» **Source material**
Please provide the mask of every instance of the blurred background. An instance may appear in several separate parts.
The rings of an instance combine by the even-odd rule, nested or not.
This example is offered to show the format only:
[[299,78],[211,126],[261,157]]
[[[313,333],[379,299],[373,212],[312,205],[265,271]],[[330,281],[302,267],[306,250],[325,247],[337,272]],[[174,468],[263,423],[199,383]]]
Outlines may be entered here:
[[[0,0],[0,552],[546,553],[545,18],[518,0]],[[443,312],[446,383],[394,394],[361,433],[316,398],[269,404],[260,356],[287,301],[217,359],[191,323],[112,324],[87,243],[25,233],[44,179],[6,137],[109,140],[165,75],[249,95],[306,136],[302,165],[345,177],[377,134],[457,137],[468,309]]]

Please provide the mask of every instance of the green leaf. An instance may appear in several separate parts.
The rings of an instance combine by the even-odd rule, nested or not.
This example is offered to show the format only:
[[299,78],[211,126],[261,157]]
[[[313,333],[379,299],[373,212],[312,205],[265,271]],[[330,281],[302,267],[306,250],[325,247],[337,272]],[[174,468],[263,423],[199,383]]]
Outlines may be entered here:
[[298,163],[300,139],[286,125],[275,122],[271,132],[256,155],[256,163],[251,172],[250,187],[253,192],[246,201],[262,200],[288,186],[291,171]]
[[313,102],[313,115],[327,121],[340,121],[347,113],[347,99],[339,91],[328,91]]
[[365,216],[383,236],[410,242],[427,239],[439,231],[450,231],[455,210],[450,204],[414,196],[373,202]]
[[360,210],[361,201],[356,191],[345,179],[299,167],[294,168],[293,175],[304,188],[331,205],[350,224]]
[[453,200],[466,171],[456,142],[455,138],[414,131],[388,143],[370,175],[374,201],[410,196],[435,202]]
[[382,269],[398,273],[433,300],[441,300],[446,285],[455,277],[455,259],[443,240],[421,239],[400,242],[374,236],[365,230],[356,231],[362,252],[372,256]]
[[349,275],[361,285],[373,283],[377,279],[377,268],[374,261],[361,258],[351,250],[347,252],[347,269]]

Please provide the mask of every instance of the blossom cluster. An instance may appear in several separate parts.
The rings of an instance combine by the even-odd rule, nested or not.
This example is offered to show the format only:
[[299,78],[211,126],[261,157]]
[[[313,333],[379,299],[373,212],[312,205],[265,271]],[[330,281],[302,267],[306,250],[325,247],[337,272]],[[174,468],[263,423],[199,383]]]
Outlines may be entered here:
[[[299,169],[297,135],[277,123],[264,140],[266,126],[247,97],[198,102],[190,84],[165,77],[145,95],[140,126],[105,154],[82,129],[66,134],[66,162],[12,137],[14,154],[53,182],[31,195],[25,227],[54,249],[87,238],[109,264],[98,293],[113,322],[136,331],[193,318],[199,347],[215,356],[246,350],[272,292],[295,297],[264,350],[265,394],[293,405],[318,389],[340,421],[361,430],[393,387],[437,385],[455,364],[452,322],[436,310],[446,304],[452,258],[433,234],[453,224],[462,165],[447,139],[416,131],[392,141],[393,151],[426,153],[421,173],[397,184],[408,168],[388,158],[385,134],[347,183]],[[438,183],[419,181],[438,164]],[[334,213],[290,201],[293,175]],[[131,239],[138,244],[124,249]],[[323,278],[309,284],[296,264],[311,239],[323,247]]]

» **Work to do**
Write out all of the records above exactly as they appear.

» **Response to the task**
Please provide the mask of every instance of the blurred background. An instance may appear in several separate parts.
The rings of an instance combine by the even-odd rule, nested or not.
This example is offered to show the format only:
[[299,78],[211,126],[261,157]]
[[[313,333],[379,299],[373,212],[312,205],[265,271]],[[330,281],[302,267],[306,250],[325,247],[337,272]],[[174,468],[263,423],[199,383]]]
Outlines may be entered here:
[[[0,0],[0,552],[546,553],[545,18],[518,0]],[[443,312],[446,383],[394,394],[361,433],[316,398],[269,404],[260,356],[287,301],[217,359],[191,323],[112,324],[87,243],[25,233],[44,179],[6,137],[109,140],[165,75],[249,95],[306,136],[302,165],[345,177],[377,134],[457,137],[468,309]]]

Please provide the mask of every instance of the green leaf. An instance may appear in several separate parts.
The rings of an instance combine by the even-odd rule, nested or not.
This example is offered to show the format only:
[[299,78],[211,126],[261,157]]
[[[313,333],[379,299],[373,212],[312,205],[265,271]],[[330,281],[302,267],[306,250],[325,247],[337,272]],[[174,468],[263,423],[199,383]]]
Outlines may be entered here:
[[298,163],[300,139],[286,125],[275,122],[271,132],[256,155],[256,163],[251,172],[250,187],[253,192],[246,201],[262,200],[288,186],[291,171]]
[[313,102],[313,115],[327,121],[340,121],[347,113],[347,99],[339,91],[328,91]]
[[365,216],[383,236],[410,242],[427,239],[439,231],[450,231],[455,210],[450,204],[414,196],[373,202]]
[[360,210],[361,201],[356,191],[345,179],[299,167],[294,168],[293,175],[304,188],[331,205],[350,224]]
[[453,200],[466,171],[456,142],[455,138],[414,131],[388,143],[370,175],[374,201],[410,196],[435,202]]
[[382,269],[398,273],[433,300],[441,300],[446,285],[455,277],[455,259],[443,240],[421,239],[400,242],[374,236],[365,230],[356,231],[362,252],[372,256]]
[[349,275],[361,285],[373,283],[377,279],[377,268],[374,261],[361,258],[351,250],[347,252],[347,269]]

Please provide the mask of every instance of the blossom cluster. An instance may appear in several separate parts.
The rings of an instance combine by the even-odd rule, nested or not.
This example is offered to show the format only:
[[299,78],[211,126],[261,157]]
[[[313,333],[379,299],[373,212],[312,205],[265,271]],[[330,281],[302,267],[306,250],[325,247],[337,272]],[[174,468],[263,423],[199,383]]]
Outlines may be entered here:
[[[299,169],[297,135],[277,123],[264,140],[266,126],[247,97],[198,102],[190,84],[165,77],[145,95],[140,126],[105,154],[82,129],[66,134],[66,162],[12,137],[14,154],[53,182],[31,195],[25,227],[54,249],[87,238],[109,264],[98,293],[113,322],[136,331],[193,318],[199,347],[215,356],[246,350],[272,292],[295,297],[264,350],[265,394],[293,405],[318,389],[340,421],[361,430],[393,387],[437,385],[455,364],[452,322],[436,310],[446,304],[452,258],[433,234],[453,224],[462,165],[447,139],[416,131],[392,141],[393,151],[426,153],[421,173],[397,184],[408,168],[388,158],[385,134],[347,183]],[[438,183],[419,181],[438,164]],[[334,213],[290,201],[293,175]],[[131,239],[138,244],[124,249]],[[323,278],[309,284],[296,264],[311,239],[323,247]]]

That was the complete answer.